◆ Work instructions ◆
#1 Copy word for word the portion of the records that opens with the line containing "of the leaf" and closes with the last line of the records, both ends included.
#2 Pick up the report of the trover case over the attached livestock and hay after its last sentence, and keep writing it.

◆ Source text ◆
Case ID: smith-n-h_1/html/0175-01.html
Source: Caselaw Access Project
Author: {"author": "Smith, C. J.,", "license": "Public Domain", "url": "https://static.case.law/"}
Date Created: 2024-08-24T03:29:51.129683

Joseph Winch v. — Wright, B. Wright, Joel Wright, Amos Thompson, and Jesse Hardy.
    Eeceiptors refused to deliver attached property when demanded by the sheriff on the execution. Thereupon, the debtor’s body was taken on the execution.
    Smith, C. J., was of opinion that taking the body did not discharge the receiptors from their liability to the officer.
    The cause having been compromised, no decision was given.
    This was an action of trover for two oxen, six cows, two three-year old steers, ten other young cattle, one horse, eighteen sheep, three hogs, twenty tons of E. hay; all valued at I--.
    Plea: the general issue.
    This cause was opened to the jury at last Term, when it appeared in evidence that Adams & Nazro sued one Nathaniel Emerson. Calvin Bragg was the deputy sheriff who served the writ. He attached certain personal property of Nathaniel Emerson. John Emerson, Isaiah Hardy, Nathan Hardy, and Reuben Heath gave a receipt for the property, promising to redeliver it to Bragg on demand.
    Adams & Nazro obtained judgment, Superior Court, October, 1805. The execution was delivered to Bragg, and, within •thirty days next after judgment, he demanded the goods attached, which were not delivered. Nov. 13,1805, he obtained a writ of attachment, in his own name, against the receiptors, John Emerson and others; and on Dec. 3,1805, Joseph Winch, the present plaintiff, attached the property mentioned in the present declaration, which was delivered to the present defendants, on their receipt, promising to redeliver the same to Winch, the plaintiff, on demand. The whole property was valued at $1,300.
    At April Term, 1806, C. C. P. Cheshire Co., judgment was rendered in the suit Bragg v. John Emerson et ais.; damages and costs $1,301.92.

◆ Supplied entries ◆
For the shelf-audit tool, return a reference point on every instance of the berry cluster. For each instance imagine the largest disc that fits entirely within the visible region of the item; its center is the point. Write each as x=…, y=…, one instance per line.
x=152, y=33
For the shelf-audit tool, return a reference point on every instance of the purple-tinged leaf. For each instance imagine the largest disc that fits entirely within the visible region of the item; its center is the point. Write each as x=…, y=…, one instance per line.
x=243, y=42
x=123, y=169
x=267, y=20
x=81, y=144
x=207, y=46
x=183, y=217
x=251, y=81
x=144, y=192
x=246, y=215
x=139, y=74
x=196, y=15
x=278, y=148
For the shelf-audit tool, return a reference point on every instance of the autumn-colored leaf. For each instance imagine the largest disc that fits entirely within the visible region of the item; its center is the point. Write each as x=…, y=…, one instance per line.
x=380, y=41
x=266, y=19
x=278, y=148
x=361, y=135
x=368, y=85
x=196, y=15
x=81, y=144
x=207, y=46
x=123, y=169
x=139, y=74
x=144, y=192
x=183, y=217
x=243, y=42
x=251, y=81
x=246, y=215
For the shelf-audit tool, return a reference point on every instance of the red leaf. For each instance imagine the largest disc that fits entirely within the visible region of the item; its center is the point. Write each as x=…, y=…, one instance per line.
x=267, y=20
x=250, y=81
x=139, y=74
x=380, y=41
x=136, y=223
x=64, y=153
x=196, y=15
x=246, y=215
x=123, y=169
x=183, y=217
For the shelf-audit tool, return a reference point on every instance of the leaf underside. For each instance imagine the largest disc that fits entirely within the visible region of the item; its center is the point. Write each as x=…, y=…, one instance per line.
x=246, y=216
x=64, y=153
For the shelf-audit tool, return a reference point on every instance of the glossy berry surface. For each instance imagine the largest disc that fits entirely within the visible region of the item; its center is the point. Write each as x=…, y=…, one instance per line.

◆ Per-task outputs ◆
#1
For the shelf-audit tool, return a reference point on every instance of the leaf underside. For each instance imagine the largest disc that fits entirely within the visible region of the item; its center is the point. Write each as x=…, y=…, one instance per line.
x=246, y=216
x=64, y=153
For the shelf-audit tool, return a reference point on every instance of the glossy berry surface. For each instance imagine the largest disc that fits entirely within the visible region of the item; its center is the point. Write each as x=…, y=…, one instance per line.

#2
    Before the commencement of the present action, viz. April 28,1806, Winch demanded, on Bragg’s execution, the property attached, and which had been delivered to defendants, and they refused to deliver it. Immediately upon this refusal, Bragg, who was present, directed Winch to take the bodies of John Emerson and others, the first receiptors, which he did; and they are now in prison by virtue of that commitment.
    [The defendants attempted to show that Winch discharged them from their engagement, by certain declarations which he made after the bodies of the first receiptors were taken on the execution.]
    As there was no dispute about the facts, except this parol discharge by Winch, it was agreed that the cause should be withdrawn from the jury, and considered as a case stated for the opinion of the Court.
    The parties compromised, and the action was dismissed at this Term.
   Smith, C. J.,

committed some views to writing, from which the following is an extract: —

The defence is, first, that the receipt became void on the bodies of the owners of the goods attached being taken in execution ; that this is a satisfaction of the debt due Bragg.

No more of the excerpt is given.